Provided passage =
== Segment start ==
The two leaks worth highlighting are the deployment pointer drift — staging runs SHA X, production runs SHA Y, and nobody knows because the pointers live in different files — and the trace-without-SHA leak, which is the reason chapter seven exists.

Where this lives in the wild¶

Each of these products has staked out a slice of the registry problem.

Langfuse — open-source platform; named prompts, content-addressed versions, environment-scoped deployment labels (production, staging), Python and TypeScript SDKs that resolve a name to its currently-labelled version.
PromptLayer — SaaS registry with template variables, version diffing, and a "release" concept that maps to deployment pointers.
Pezzo — open-source registry with environments, role-based edit permissions, and visual diff between versions.
Helicone — observability-first product that ties traces to prompt versions and lets you replay a trace against a different SHA.
Vellum — enterprise registry with structured prompt blocks (system / user / examples / tools), eval workflows, and approval gates.
Braintrust — registry plus eval store; the registry's primary value is that every prompt is paired with its eval suite.
LangSmith (LangChain) — hub of named prompts callable by name from the LangChain SDK; versions are pinned by hash.
PromptHub — git-backed registry with a UI layer; mixes options B and C.
OpenAI Stored Prompts — first-party named, versioned prompts callable by ID from the API; the deployment pointer concept lives inside the OpenAI platform.
Anthropic Workbench — prompt iteration UI with per-workspace history and ability to copy a SHA-equivalent identifier.
Vercel AI SDK — typed prompt-definition surface that can be backed by any of the four storage options.
== Segment end ==
Input data =
== Segment start ==
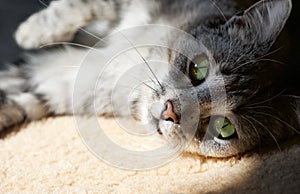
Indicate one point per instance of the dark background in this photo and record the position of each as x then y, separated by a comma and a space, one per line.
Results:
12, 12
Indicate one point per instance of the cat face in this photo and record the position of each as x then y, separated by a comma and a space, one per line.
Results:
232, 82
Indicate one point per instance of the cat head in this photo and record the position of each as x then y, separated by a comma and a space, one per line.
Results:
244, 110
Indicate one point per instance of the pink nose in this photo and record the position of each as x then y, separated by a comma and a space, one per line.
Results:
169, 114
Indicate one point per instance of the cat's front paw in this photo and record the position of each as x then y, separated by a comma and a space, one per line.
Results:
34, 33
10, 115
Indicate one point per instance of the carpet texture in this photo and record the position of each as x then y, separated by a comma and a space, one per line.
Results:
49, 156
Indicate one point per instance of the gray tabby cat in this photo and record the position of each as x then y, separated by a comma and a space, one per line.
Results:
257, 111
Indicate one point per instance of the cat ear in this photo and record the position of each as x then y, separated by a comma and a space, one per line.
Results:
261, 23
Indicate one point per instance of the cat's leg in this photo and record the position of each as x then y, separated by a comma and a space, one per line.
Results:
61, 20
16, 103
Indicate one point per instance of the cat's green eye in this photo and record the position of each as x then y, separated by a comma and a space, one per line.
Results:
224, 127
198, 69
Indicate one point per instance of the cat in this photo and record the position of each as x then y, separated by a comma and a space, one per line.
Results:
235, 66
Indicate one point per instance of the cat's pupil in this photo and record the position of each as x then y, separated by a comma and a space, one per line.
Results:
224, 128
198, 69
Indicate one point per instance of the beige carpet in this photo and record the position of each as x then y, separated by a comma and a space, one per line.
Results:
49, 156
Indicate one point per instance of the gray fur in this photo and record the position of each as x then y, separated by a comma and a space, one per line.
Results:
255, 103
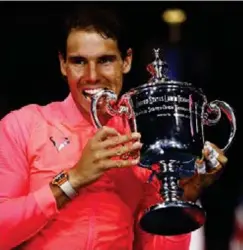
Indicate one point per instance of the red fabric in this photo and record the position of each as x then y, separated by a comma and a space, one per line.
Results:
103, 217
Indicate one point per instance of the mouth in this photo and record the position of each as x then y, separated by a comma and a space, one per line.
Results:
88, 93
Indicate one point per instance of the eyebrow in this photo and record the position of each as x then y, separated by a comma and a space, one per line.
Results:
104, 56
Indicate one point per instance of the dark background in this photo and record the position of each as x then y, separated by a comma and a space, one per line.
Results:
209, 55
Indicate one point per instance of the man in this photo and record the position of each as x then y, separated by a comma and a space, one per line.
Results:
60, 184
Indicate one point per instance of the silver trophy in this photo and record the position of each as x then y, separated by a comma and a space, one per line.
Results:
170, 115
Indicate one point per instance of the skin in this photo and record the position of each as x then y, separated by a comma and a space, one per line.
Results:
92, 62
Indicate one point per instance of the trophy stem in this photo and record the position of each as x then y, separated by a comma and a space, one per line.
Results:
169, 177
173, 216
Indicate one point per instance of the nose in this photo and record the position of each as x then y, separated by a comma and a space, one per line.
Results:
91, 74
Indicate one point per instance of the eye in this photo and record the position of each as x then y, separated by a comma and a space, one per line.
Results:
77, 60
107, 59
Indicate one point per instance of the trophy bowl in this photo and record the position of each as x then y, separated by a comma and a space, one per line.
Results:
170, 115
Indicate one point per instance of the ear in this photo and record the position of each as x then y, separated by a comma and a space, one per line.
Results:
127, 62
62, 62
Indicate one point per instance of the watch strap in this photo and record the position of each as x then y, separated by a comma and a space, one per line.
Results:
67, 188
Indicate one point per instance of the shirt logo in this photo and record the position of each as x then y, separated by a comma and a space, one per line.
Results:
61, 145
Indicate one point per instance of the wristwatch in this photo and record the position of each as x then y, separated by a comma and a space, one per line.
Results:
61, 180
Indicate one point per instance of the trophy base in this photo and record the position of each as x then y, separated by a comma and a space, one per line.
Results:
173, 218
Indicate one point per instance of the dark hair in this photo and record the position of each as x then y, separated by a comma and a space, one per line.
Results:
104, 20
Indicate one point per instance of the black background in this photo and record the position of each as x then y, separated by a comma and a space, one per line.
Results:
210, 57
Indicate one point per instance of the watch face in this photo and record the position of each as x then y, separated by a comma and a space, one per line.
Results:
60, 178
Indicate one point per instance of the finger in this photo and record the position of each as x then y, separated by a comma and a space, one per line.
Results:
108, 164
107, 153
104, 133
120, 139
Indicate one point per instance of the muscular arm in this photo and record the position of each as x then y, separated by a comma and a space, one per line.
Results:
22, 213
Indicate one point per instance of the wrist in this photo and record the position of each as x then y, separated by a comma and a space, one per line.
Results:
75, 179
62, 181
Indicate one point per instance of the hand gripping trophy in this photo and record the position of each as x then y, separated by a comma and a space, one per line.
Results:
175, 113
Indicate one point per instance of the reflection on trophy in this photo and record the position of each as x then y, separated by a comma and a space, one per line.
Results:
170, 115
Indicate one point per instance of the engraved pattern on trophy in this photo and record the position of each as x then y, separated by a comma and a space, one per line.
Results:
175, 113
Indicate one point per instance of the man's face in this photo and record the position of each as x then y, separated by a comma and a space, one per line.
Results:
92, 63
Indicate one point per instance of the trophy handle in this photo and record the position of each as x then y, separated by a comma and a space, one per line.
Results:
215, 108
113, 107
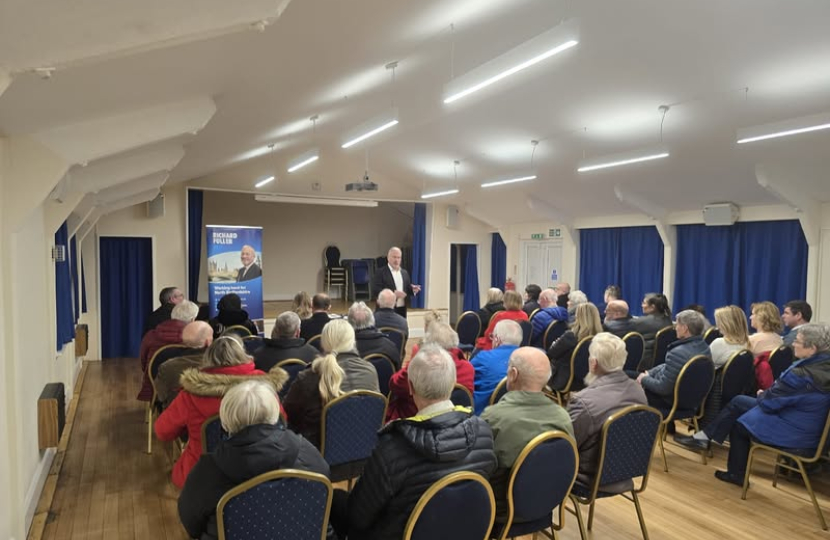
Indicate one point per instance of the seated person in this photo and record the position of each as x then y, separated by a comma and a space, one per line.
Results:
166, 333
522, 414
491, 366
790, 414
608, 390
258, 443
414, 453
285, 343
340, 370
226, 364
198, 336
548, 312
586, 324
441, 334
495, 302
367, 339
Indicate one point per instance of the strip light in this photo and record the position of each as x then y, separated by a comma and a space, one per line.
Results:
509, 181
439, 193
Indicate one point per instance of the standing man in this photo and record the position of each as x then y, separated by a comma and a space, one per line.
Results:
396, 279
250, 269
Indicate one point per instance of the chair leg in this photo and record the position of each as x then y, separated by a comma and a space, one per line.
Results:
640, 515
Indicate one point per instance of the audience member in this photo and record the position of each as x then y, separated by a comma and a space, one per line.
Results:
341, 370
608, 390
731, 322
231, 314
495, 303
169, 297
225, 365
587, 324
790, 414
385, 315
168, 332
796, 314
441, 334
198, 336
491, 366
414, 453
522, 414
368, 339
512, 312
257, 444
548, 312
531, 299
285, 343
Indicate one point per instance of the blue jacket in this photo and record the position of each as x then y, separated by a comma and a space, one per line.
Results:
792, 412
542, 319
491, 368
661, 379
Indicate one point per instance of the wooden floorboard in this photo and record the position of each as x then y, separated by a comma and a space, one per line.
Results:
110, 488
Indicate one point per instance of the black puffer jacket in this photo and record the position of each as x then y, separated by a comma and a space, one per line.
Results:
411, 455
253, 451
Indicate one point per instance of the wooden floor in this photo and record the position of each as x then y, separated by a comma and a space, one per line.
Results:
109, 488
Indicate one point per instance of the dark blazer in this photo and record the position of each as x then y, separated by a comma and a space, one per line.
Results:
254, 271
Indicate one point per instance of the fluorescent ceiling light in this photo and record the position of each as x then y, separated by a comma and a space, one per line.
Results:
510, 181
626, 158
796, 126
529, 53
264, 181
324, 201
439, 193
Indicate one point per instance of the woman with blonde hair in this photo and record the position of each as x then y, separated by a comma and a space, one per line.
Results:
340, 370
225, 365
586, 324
== Segment end ==
Description of the task = Please transcribe the stretch of the prompt-registry passage from "Helicone — observability-first" through "a SHA-equivalent identifier." word for word.

Written reply =
Helicone — observability-first product that ties traces to prompt versions and lets you replay a trace against a different SHA.
Vellum — enterprise registry with structured prompt blocks (system / user / examples / tools), eval workflows, and approval gates.
Braintrust — registry plus eval store; the registry's primary value is that every prompt is paired with its eval suite.
LangSmith (LangChain) — hub of named prompts callable by name from the LangChain SDK; versions are pinned by hash.
PromptHub — git-backed registry with a UI layer; mixes options B and C.
OpenAI Stored Prompts — first-party named, versioned prompts callable by ID from the API; the deployment pointer concept lives inside the OpenAI platform.
Anthropic Workbench — prompt iteration UI with per-workspace history and ability to copy a SHA-equivalent identifier.